Input for this task>
──────────────────────────────

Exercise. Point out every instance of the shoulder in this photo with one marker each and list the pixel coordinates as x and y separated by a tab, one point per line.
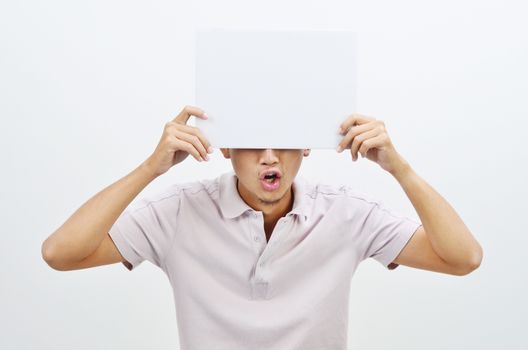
174	194
344	192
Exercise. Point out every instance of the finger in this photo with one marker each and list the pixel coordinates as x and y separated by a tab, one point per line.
195	131
188	147
360	139
354	131
354	119
193	140
186	113
375	142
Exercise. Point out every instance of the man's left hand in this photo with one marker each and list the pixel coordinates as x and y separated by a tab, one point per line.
368	137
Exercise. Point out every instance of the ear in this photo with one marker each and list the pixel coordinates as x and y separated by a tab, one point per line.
225	152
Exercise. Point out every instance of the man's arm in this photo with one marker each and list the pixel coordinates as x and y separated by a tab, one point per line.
83	233
443	243
83	240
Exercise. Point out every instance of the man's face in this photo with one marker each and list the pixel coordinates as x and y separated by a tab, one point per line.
251	165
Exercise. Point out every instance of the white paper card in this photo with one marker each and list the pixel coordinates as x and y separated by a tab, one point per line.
275	89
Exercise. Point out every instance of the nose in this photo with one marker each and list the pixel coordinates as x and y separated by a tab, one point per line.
269	156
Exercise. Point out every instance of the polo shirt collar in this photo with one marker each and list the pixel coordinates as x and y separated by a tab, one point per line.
232	205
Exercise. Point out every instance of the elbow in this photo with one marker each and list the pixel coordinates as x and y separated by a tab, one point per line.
48	252
473	263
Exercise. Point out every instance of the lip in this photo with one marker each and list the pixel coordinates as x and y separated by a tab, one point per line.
263	173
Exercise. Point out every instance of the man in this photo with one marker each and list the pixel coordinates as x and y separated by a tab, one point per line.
258	258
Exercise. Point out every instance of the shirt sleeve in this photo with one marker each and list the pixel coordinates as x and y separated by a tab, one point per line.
144	232
386	233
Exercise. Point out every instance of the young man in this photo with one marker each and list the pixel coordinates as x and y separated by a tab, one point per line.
260	258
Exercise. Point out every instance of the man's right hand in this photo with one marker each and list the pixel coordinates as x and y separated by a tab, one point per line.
178	141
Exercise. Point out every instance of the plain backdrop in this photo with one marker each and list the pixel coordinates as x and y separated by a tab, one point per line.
86	88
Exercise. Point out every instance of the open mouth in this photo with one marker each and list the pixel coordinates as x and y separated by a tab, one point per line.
270	180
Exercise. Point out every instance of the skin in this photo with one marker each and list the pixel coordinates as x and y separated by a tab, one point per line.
248	163
443	243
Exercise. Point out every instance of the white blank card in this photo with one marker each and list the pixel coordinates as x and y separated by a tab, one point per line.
275	89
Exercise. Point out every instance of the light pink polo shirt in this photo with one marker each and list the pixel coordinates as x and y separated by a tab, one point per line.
232	289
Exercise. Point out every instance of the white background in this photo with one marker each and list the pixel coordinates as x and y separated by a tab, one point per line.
85	90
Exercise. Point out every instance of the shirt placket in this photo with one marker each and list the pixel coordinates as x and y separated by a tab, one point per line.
259	281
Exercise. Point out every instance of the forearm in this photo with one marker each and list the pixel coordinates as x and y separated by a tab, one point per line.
84	231
449	236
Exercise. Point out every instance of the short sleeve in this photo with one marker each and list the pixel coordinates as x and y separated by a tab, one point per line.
144	231
386	232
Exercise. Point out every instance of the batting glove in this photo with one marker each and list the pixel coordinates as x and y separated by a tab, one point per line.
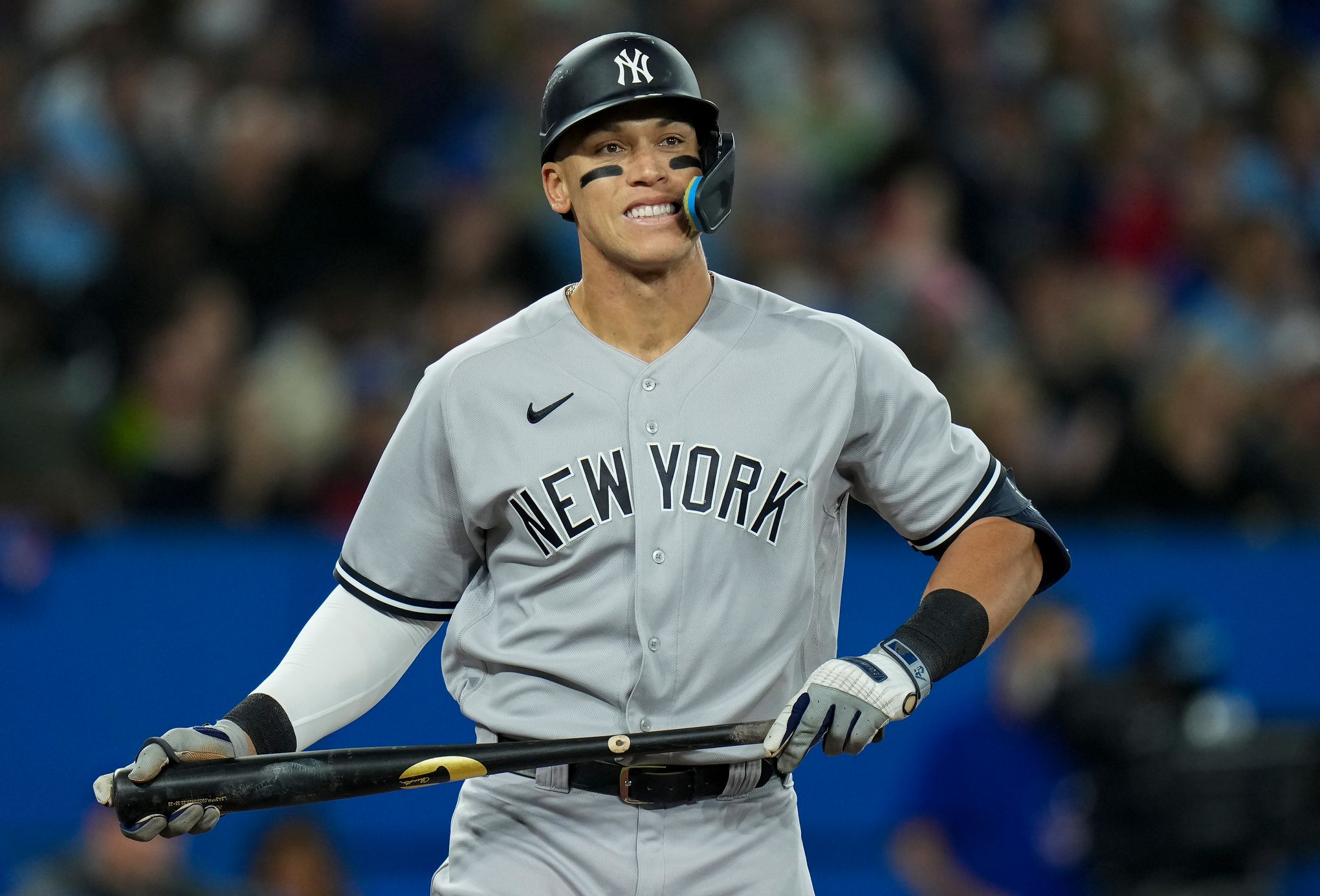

──────────────────────────────

What needs to be done> Find every line in the listing above that contains the string "white" and copy each of those lines. Case counts.

Task output>
Exercise. Point out every instance of the white paper card in this photo with one marker each and list the pixel coordinates as x and y separated by a tab, one point per line.
Exercise. Point out every instance of the white blank card in this photo with one marker each and list the pixel coordinates as x and y separated by a tab, one point per line.
Exercise. Point out every instance of the white background in this photo with one marker each and list the pixel coordinates as x and y separated by a tab, one point per line.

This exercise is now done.